INSTRUCTIONS FOR THE TASK: Could you sum up the piece below on The New York Times' Gaza coverage in two sentences?

The Missing Israeli Arsenal: Time for “Balance” in The NY Times

The New York Times today gives us a look at the “growing arsenal of homegrown rockets” fired out of Gaza. Now, in the interest of balance, it is only reasonable to ask for a Times story on the Israeli arsenal directed against the residents of the Gaza Strip (as well as those in the West Bank).

So far no one at the Times seems to think it necessary to look at the sophisticated weaponry under the control of the Israeli military in this conflict, but if we are going to read about M-302 Syrian-made rockets, we should also hear something about the capabilities of night-vision and missile-equipped Apache helicopters or the five types of Israeli tanks or Sa’ar warships loaded with air-to-surface missiles.

The fact that there is no story about Israel fire power and the lopsided nature of the attacks is symptomatic of the Israeli-centric point of view at the Times. Thus, in another story today (“Israeli Leader Vows to Intensify Gaza Attacks on Hamas”), we are told that a ground operation could create problems. Why? Because the toll of Palestinian civilian deaths “could bring more intense criticism of Israel,” not because innocent people will die.

COLLECTED MATERIAL:
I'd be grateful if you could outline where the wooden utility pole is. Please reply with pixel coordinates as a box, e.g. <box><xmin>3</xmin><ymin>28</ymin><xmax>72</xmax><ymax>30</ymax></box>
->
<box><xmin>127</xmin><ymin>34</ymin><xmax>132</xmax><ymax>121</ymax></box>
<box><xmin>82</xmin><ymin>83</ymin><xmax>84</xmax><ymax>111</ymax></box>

SOLUTION FOR THIS TASK: Because the Times ran a story on the growing arsenal of homegrown rockets fired out of Gaza, it should also report on the sophisticated Israeli weaponry aimed at residents of Gaza and the West Bank, such as Apache helicopters, tanks and Sa'ar warships. The lack of such a story reflects an Israeli-centric point of view at the paper, seen also in a report suggesting a ground operation could be a problem because Palestinian civilian deaths might bring more criticism of Israel, not because innocent people would die.